Assigned task
Leaving out the pictures, output each record exactly as it stands.

Available data
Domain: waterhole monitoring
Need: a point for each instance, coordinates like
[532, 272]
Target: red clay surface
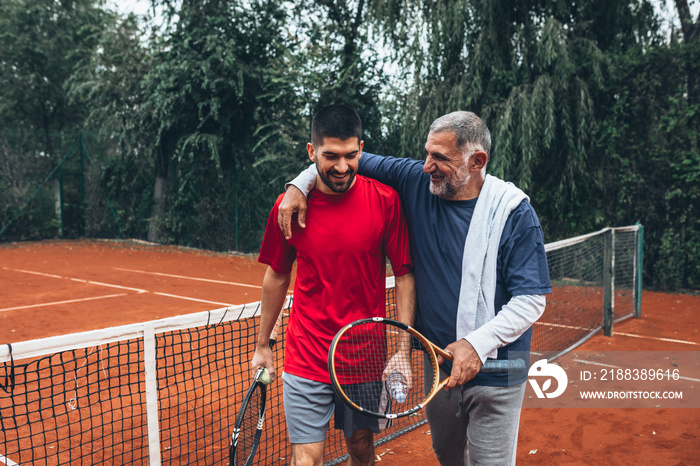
[58, 287]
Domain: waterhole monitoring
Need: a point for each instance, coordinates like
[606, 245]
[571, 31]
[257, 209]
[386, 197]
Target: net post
[608, 281]
[151, 373]
[639, 272]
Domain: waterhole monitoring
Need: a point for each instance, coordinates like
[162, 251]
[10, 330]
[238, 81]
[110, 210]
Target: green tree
[215, 86]
[42, 41]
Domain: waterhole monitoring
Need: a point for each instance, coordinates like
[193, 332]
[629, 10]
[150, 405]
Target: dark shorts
[309, 406]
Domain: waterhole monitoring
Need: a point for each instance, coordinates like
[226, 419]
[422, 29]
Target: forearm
[406, 298]
[274, 292]
[512, 321]
[305, 181]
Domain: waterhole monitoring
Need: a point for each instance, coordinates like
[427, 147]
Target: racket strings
[366, 355]
[248, 427]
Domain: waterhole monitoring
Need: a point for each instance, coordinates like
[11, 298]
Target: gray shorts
[309, 406]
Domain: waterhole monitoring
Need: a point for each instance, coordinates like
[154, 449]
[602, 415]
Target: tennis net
[168, 391]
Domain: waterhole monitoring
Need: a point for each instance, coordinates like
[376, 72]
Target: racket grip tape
[494, 366]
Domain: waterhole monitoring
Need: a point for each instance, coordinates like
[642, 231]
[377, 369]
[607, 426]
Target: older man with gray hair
[481, 275]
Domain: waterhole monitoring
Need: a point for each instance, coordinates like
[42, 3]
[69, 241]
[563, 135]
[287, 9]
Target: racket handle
[493, 366]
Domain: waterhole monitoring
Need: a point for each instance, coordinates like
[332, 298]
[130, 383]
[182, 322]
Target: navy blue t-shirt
[438, 230]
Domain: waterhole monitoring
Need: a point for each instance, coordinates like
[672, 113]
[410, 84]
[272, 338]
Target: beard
[449, 188]
[335, 186]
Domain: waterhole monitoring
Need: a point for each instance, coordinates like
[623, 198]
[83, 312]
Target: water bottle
[397, 386]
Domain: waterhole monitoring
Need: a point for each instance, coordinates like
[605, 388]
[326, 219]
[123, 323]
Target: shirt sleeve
[396, 244]
[512, 321]
[305, 181]
[392, 171]
[275, 250]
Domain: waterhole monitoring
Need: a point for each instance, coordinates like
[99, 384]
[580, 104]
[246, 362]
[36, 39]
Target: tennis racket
[251, 417]
[365, 354]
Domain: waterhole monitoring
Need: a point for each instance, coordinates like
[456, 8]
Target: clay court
[61, 287]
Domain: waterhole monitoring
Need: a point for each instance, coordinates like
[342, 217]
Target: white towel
[477, 293]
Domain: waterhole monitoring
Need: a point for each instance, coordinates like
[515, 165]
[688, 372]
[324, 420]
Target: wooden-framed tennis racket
[251, 417]
[365, 352]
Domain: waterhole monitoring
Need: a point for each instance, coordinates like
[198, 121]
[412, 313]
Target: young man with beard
[341, 271]
[481, 276]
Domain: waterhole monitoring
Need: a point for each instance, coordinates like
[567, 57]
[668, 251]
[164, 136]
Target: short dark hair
[335, 121]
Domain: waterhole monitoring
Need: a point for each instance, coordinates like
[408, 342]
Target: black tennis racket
[251, 417]
[365, 354]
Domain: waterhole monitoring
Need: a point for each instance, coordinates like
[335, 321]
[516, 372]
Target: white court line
[63, 302]
[192, 299]
[8, 461]
[81, 280]
[190, 278]
[612, 366]
[138, 290]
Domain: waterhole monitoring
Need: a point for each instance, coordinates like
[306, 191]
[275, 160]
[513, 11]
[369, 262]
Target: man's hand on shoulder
[293, 201]
[465, 364]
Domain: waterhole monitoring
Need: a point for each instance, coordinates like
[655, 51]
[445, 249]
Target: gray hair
[472, 133]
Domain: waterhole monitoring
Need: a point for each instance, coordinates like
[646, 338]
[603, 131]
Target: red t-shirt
[341, 266]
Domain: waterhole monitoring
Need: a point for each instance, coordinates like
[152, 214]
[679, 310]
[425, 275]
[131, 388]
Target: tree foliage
[195, 120]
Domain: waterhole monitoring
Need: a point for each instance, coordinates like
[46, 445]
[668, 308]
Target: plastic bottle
[397, 386]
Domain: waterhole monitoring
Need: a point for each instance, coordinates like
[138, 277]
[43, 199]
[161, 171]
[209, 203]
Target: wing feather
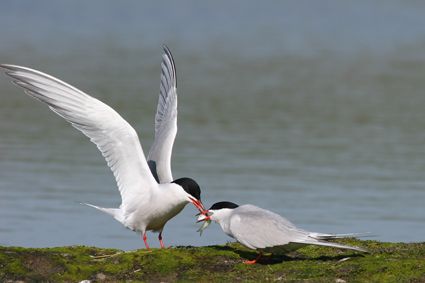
[159, 158]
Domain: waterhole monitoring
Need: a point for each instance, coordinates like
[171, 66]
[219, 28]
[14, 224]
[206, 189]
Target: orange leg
[145, 240]
[254, 261]
[160, 240]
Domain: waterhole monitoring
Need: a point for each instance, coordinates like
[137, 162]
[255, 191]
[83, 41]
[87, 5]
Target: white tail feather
[114, 212]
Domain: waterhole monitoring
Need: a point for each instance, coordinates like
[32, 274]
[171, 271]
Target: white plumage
[261, 229]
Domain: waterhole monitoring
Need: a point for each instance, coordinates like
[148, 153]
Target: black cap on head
[190, 186]
[223, 204]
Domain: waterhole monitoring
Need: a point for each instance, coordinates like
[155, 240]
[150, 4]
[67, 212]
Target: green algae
[385, 262]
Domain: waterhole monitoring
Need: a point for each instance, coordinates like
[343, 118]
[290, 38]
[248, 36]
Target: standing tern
[263, 230]
[148, 198]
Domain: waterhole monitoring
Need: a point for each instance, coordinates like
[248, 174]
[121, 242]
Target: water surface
[314, 111]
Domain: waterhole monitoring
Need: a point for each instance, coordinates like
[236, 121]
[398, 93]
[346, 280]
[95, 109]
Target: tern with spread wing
[149, 196]
[263, 230]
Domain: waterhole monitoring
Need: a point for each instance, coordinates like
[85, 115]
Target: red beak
[207, 218]
[198, 204]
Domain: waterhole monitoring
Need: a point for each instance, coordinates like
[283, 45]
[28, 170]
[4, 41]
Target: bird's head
[193, 192]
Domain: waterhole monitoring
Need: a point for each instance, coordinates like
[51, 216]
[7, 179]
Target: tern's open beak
[203, 217]
[198, 204]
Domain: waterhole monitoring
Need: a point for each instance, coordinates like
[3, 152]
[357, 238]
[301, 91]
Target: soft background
[313, 109]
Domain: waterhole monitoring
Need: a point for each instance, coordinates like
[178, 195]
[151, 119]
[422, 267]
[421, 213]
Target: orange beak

Answer below
Domain: waterhole monitoring
Need: a point for each instance, coordinates like
[532, 272]
Target: red clay surface
[58, 287]
Domain: waterhole monitoring
Need: a point for each instance, coordinates like
[606, 245]
[571, 31]
[257, 209]
[386, 197]
Target: net post
[608, 281]
[151, 373]
[639, 272]
Domain: waterhole monitoring
Need: a point for each instance, coordinates like
[162, 251]
[10, 330]
[238, 81]
[110, 210]
Target: green tree
[215, 86]
[42, 41]
Domain: waterhole monitoring
Need: a point for each instance, coordinates like
[193, 332]
[629, 10]
[150, 405]
Target: dark shorts
[309, 406]
Domain: waterhole monitoring
Need: a point for each instance, coordinates like
[226, 419]
[422, 29]
Target: forearm
[406, 298]
[274, 292]
[512, 321]
[305, 181]
Domain: waterhole monitoring
Need: a point for each instance, coordinates like
[427, 147]
Target: racket strings
[366, 355]
[248, 427]
Domain: waterhole monitoring
Need: a point for each instance, coordinates like
[11, 298]
Target: gray shorts
[309, 406]
Domain: waterhole monitoring
Need: a point for each instance, coordinates like
[154, 449]
[602, 415]
Target: tennis net
[168, 391]
Domain: waterhole monitoring
Need: a point for each instance, coordinates like
[376, 72]
Target: racket grip tape
[494, 366]
Domain: waterhole monitoring
Need: a point for each instance, coordinates like
[642, 231]
[377, 369]
[607, 426]
Target: older man with gray hair
[481, 275]
Domain: waterhole monitoring
Need: a point for each instance, coordinates like
[42, 3]
[69, 241]
[563, 135]
[287, 9]
Target: racket handle
[493, 366]
Domain: waterhole monitoring
Need: a point for each instance, coordinates like
[332, 298]
[130, 383]
[182, 322]
Target: navy blue t-shirt
[438, 230]
Domain: waterhole monitoring
Need: a point for each instance, coordinates like
[672, 113]
[410, 84]
[272, 338]
Target: beard
[449, 188]
[335, 186]
Domain: waterhole monitoring
Need: a point for each instance, coordinates like
[623, 198]
[83, 312]
Target: water bottle
[397, 386]
Domain: waterhole monitoring
Need: a point for each instance, coordinates like
[605, 388]
[326, 219]
[123, 323]
Target: shirt sleeve
[396, 244]
[512, 321]
[305, 181]
[392, 171]
[275, 250]
Domain: waterhole monitoring
Need: a point for each instance, coordinates like
[99, 384]
[580, 104]
[246, 362]
[36, 39]
Target: tennis racket
[251, 417]
[365, 354]
Domain: waterhole monitoring
Need: a point for each instance, coordinates like
[456, 8]
Target: clay court
[61, 287]
Domain: waterhole monitoring
Need: a point for each instance, coordinates like
[342, 217]
Target: white towel
[477, 293]
Domain: waterhole monitoring
Need: a point for each instance, coordinates like
[515, 165]
[688, 372]
[324, 420]
Target: wooden-framed tennis racket
[251, 417]
[365, 352]
Domain: waterhole monitoring
Need: a point for each instance, coordinates like
[198, 121]
[412, 313]
Target: young man with beard
[341, 271]
[481, 276]
Domain: waterhole monitoring
Need: a point for each instance, coordinates like
[567, 57]
[668, 251]
[164, 136]
Target: short dark hair
[335, 121]
Domain: waterhole monitoring
Need: a point for each instance, coordinates like
[408, 342]
Target: black tennis racket
[251, 417]
[365, 354]
Domain: waterhole monitoring
Need: a point for each instance, coordinates like
[335, 321]
[516, 372]
Target: white court line
[63, 302]
[192, 299]
[8, 461]
[81, 280]
[190, 278]
[612, 366]
[138, 290]
Domain: waterhole monitoring
Need: a point for each instance, coordinates like
[306, 191]
[275, 160]
[513, 11]
[369, 262]
Target: man's hand on shoulder
[293, 201]
[465, 364]
Domain: waterhole monitoring
Need: a point for each instance, coordinates like
[655, 51]
[445, 249]
Target: gray hair
[472, 133]
Domain: waterhole monitoring
Need: a point for each instance, coordinates like
[646, 338]
[603, 131]
Target: red t-shirt
[341, 266]
Domain: waterhole monitoring
Need: a point for each instance, coordinates like
[152, 214]
[679, 310]
[425, 275]
[131, 388]
Target: tree foliage
[195, 120]
Domain: waterhole monitoring
Need: a point for each instance, coordinates like
[46, 445]
[668, 308]
Target: plastic bottle
[397, 386]
Domain: waterhole monitoring
Need: a point for each instance, coordinates like
[138, 277]
[43, 199]
[161, 171]
[209, 203]
Target: wing feather
[159, 158]
Domain: waterhole monitoring
Need: a point for each instance, coordinates like
[171, 66]
[219, 28]
[14, 224]
[206, 189]
Target: orange leg
[145, 240]
[254, 261]
[160, 240]
Domain: waterhole monitoring
Need: a point for each instance, coordinates like
[137, 162]
[255, 191]
[83, 41]
[87, 5]
Target: white tail feather
[114, 212]
Domain: waterhole monitoring
Need: a point for each instance, coordinates like
[32, 274]
[171, 271]
Target: white plumage
[261, 229]
Domain: waterhole monitoring
Need: a point for each instance, coordinates like
[148, 153]
Target: black cap on head
[190, 186]
[223, 204]
Domain: waterhole monitoring
Need: a point for each instance, coordinates like
[155, 240]
[150, 4]
[67, 212]
Target: green algae
[385, 262]
Domain: waterhole monitoring
Need: a point for each instance, coordinates like
[343, 118]
[290, 38]
[248, 36]
Target: standing tern
[263, 230]
[148, 198]
Domain: waterhole monitoring
Need: a point for each instance, coordinates like
[248, 174]
[121, 242]
Target: water surface
[314, 111]
Domain: waterhole monitoring
Need: a point for each instance, coordinates like
[236, 121]
[398, 93]
[346, 280]
[95, 109]
Target: tern with spread wing
[149, 196]
[263, 230]
Domain: waterhole monitoring
Need: a point for each instance, coordinates like
[85, 115]
Target: red beak
[207, 218]
[198, 204]
Domain: waterhole monitoring
Need: a point for each instance, coordinates like
[283, 45]
[28, 170]
[4, 41]
Target: bird's head
[193, 192]
Domain: waterhole monitoring
Need: a point for each instance, coordinates like
[51, 216]
[7, 179]
Target: tern's open beak
[203, 217]
[198, 204]
Domain: waterhole monitoring
Need: a point for each instance, coordinates like
[3, 152]
[357, 238]
[301, 91]
Target: soft background
[313, 109]
Domain: waterhole monitoring
Need: a point for each instance, coordinates like
[178, 195]
[151, 119]
[422, 267]
[421, 213]
Target: orange beak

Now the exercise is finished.